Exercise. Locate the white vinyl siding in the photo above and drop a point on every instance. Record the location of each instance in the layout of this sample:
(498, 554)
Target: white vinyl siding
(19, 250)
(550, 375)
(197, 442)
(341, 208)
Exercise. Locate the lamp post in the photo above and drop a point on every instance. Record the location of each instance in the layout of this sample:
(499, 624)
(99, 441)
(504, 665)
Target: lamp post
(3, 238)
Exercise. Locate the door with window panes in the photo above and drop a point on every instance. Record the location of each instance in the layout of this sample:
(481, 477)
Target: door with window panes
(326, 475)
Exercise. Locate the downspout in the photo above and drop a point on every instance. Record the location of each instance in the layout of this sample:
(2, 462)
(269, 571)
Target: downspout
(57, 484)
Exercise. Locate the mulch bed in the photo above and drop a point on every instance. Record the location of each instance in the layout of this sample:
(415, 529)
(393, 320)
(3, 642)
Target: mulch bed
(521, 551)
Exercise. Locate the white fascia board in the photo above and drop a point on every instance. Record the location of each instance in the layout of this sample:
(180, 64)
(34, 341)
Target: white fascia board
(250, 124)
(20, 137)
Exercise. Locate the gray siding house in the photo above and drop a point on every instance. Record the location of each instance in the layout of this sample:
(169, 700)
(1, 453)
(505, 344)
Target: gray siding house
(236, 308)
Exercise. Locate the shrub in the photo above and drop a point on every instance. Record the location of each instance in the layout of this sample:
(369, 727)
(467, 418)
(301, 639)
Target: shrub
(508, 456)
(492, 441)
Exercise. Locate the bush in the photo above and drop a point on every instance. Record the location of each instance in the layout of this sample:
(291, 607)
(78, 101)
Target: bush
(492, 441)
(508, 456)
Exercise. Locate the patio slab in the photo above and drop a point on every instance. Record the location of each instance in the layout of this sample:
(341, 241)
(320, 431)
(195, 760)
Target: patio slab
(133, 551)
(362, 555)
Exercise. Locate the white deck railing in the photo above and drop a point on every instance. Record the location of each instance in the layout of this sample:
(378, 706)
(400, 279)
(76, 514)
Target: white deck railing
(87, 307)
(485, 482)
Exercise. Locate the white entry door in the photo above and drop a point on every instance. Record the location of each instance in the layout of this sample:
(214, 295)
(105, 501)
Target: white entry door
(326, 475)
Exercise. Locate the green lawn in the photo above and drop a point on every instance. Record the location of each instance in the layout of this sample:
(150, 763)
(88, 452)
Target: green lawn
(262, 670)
☆ ☆ ☆
Task goal —
Each entry needs to be transcribed exactly.

Answer section —
Exercise. Locate the white vinyl siding in the photo above and drop a point on every instance. Record the location of each instance in the layout of this sample:
(498, 554)
Target: white vinyl siding
(19, 250)
(550, 375)
(197, 442)
(341, 208)
Exercise. Locate the lamp post in the photo above and drop a point on every instance. Record the location of each instance in the layout of this sample:
(499, 624)
(99, 441)
(504, 665)
Target: lamp post
(3, 238)
Exercise. Locate the door with window panes in the photo above and drop a point on every instance. Record the location of each instance in the layout of this sample:
(481, 477)
Target: door with window panes
(326, 475)
Exercise. Locate the downspout in the photo above and drop a point on every instance. Record the location of each instance in the layout of this sample:
(2, 462)
(269, 571)
Target: downspout
(57, 484)
Exercise. Locate the mulch bed in the photo above and drop a point on every instance. Record the location of each instance in the layout of this sample:
(415, 529)
(393, 320)
(3, 642)
Target: mulch bed
(521, 551)
Exercise. Locate the white fascia board in the photo above and drop a point on every instance. Record the location of each instance in the layout of this sample:
(180, 64)
(34, 341)
Target: white fascia board
(250, 124)
(20, 137)
Exercise. Locate the gray siding house in the photo above and drop a point on every instance. Record the location of each instance in the layout of this sample:
(169, 700)
(1, 453)
(505, 344)
Target: gray siding house
(236, 308)
Exercise. Locate the shrub in the photo above and drop a point on every instance. Record the location of each instance in the layout of this sample:
(369, 727)
(467, 418)
(301, 639)
Target: shrub
(508, 456)
(492, 441)
Exercise. Locate the bush in the photo above and drop a point on every instance. Record the location of each instance in the layout of this sample:
(291, 607)
(78, 101)
Target: bush
(492, 441)
(508, 456)
Exercise. Locate the patio slab in the photo above and drop a point on every instance. Record the location of each instance in the layout of this sample:
(341, 241)
(320, 431)
(195, 760)
Target: patio slab
(133, 551)
(362, 555)
Exercise. Locate the white deck railing in the photo above and drop a point on every instance. Record the location of each instance in the layout of this sample:
(378, 706)
(400, 279)
(76, 514)
Target: white deck railing
(87, 307)
(485, 482)
Exercise. Locate the white entry door in the photo above and drop a point on every instance. Record the location of each instance in the layout of this sample:
(214, 295)
(105, 501)
Target: white entry door
(326, 475)
Exercise. Locate the green lawn in the photo above and drop a point on every instance. Record the location of each instance in the layout of this sample:
(150, 763)
(88, 452)
Target: green lawn
(262, 670)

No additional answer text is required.